[Source records Boundary: Start]
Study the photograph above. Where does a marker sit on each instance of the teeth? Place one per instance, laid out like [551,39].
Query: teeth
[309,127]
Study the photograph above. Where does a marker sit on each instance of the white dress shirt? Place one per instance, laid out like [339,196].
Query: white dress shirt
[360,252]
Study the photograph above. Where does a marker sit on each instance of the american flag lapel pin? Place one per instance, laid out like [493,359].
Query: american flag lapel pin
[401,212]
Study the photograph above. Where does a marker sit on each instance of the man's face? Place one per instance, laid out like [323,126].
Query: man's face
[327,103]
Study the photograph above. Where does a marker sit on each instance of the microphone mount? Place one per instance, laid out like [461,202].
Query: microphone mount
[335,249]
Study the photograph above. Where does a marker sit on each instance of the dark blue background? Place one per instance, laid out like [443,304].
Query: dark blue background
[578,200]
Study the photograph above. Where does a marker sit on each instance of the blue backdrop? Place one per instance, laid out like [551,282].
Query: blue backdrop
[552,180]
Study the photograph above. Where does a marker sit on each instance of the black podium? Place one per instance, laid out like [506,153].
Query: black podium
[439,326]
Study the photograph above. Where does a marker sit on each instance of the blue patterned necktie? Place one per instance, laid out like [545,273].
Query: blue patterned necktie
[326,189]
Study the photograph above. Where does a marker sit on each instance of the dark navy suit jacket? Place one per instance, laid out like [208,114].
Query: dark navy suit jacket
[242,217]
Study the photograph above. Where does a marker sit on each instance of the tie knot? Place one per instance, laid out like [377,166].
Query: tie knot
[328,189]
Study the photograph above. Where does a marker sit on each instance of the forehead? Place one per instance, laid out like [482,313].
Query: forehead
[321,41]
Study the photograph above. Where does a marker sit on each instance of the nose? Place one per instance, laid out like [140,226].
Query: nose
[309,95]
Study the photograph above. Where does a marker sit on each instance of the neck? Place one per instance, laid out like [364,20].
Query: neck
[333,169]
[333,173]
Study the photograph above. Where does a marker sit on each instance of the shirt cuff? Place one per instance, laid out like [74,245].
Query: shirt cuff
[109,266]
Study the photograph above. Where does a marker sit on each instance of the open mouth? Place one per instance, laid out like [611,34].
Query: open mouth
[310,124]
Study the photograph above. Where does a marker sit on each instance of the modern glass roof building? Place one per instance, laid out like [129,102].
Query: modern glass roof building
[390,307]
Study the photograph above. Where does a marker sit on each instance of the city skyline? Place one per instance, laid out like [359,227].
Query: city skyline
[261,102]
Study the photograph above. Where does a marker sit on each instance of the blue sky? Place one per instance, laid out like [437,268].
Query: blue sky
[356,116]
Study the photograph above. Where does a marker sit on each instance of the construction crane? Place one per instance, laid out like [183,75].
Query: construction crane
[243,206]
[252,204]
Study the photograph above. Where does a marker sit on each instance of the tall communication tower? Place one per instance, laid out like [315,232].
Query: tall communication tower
[Source records Boundary: End]
### Work task
Retype the entries shown above. Keep every word exactly as it is.

### Answer for this exercise
Study the photograph above. Where does a marker sit on each instance of the teeth? Place one per instance, laid out like [551,39].
Query: teeth
[309,127]
Study the photograph above. Where does a marker sit on each instance of the white dress shirt? Place one per instance, laid out like [339,196].
Query: white dress shirt
[360,252]
Study the photograph above. Where does a marker sit on each instance of the american flag lapel pin? Place one per instance, laid out like [493,359].
Query: american flag lapel pin
[401,212]
Study the photograph above. Where does a marker sit on each instance of the man's face? Place one per instance, laid out like [323,126].
Query: man's face
[327,103]
Study the photograph above. Where does a marker sit on each instance of the microphone mount? Place one per instance, laid out like [461,202].
Query: microphone mount
[335,249]
Study the photograph above. Where does a marker sit on each instance of the dark blue background? Place one per instance, laid out like [443,304].
Query: dark blue background
[578,200]
Study the photograph above. Where does a marker sit on each instance of the blue backdrop? Place one per instance, laid out like [551,282].
Query: blue backdrop
[552,180]
Study the photograph above. Where does a marker sit on each instance of the black podium? Place one per instance, laid out like [506,153].
Query: black podium
[439,326]
Study the photograph above. Where does a marker sit on each instance of the blue patterned necktie? Place one per instance, laid out like [545,273].
Query: blue patterned necktie
[326,189]
Study the photograph above. Where does a marker sit on each instance of the dark navy suit jacket? Place one per instance, laid out like [208,114].
Query: dark navy suit jacket
[242,217]
Study the photograph above. Where does a marker sit on each instance of the tie knot? Place one per instance, laid out like [377,166].
Query: tie knot
[328,189]
Study the photograph above. Where does a marker sit on each instance of the forehead? Place one per instance, laid out like [482,313].
Query: forehead
[321,41]
Study the photograph above. Where does a marker sit on each instance of the nose? Place one per instance, laid out like [140,226].
Query: nose
[309,95]
Study the photograph above. Where does a marker sit on each instance of the neck? Place one per instance, laid out like [364,20].
Query: neck
[333,169]
[333,173]
Study the photograph above. Where does a marker sit on each instance of the shirt cuff? Place one per instance, laid out like [74,245].
Query: shirt cuff
[109,266]
Study the photograph above. Where does a marker sit on each instance of the open mouth? Place one per instance, laid out like [611,34].
Query: open mouth
[310,124]
Study the photograph above. Where does a marker sit on each instance of the modern glass roof building? Place one per instance, laid out like [129,102].
Query: modern glass roof building
[390,307]
Study the photograph above. Where does a marker sit on each instance of the city skyline? Place one per instance, laid out like [359,227].
Query: city skyline
[261,102]
Study the photograph above. Where does a marker sit on each instance of the blue sky? Place one per instance, laid out like [437,268].
Query: blue sky
[356,116]
Study the photograph above. Where does a marker sit on each instance of the construction crane? Place one per instance, laid out like [183,75].
Query: construction crane
[243,206]
[252,204]
Study the photograph above. Where does a marker sit on each instance of the tall communication tower? Place one per instance, laid out like [315,232].
Query: tall communication tower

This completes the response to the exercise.